*Exercise task*
Copy everything from "Where can the camera" down to "<point>18,299</point>", switching "camera" to "backpack" and leaving the rest unchanged.

*Input material*
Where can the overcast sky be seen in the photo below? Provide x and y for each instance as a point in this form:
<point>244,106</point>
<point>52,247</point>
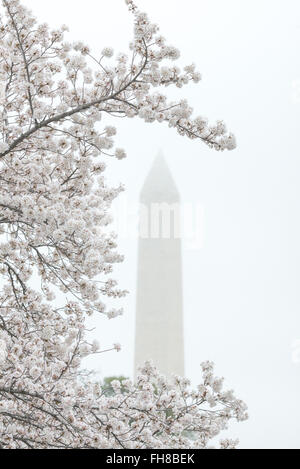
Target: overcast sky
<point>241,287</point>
---
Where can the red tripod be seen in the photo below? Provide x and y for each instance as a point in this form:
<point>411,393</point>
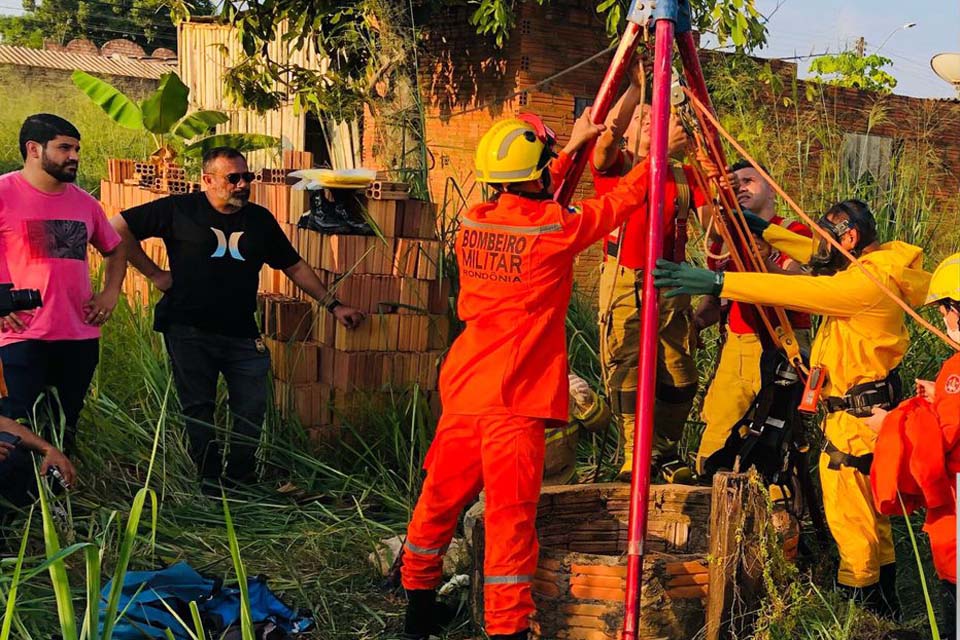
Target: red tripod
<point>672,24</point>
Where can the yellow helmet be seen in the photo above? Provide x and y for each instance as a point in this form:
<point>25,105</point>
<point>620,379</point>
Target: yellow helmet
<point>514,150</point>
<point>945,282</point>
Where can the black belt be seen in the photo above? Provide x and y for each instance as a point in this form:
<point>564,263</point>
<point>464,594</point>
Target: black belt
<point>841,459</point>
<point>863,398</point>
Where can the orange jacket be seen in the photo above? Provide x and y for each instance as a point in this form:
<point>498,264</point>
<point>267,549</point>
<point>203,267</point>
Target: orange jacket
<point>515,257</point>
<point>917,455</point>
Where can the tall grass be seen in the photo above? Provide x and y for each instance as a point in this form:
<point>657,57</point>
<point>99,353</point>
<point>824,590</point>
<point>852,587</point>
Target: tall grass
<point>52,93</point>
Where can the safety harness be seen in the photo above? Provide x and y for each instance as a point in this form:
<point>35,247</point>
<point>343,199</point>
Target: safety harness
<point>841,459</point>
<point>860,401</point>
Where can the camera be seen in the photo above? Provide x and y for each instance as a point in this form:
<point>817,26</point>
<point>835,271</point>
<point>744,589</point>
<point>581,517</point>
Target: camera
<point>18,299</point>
--
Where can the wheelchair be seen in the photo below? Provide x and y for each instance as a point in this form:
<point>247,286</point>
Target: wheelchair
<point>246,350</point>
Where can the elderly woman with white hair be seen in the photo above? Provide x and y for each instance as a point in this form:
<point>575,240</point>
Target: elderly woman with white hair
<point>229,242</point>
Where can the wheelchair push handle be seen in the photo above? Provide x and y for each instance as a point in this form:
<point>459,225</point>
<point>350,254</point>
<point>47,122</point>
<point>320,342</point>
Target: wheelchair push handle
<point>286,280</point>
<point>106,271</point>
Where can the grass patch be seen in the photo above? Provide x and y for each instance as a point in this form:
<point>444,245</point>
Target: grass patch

*Output for this task*
Where can the backpack be seen in the photo above? Provide x and y for each instance as a point in this form:
<point>817,26</point>
<point>835,271</point>
<point>744,589</point>
<point>581,517</point>
Target: backpack
<point>18,299</point>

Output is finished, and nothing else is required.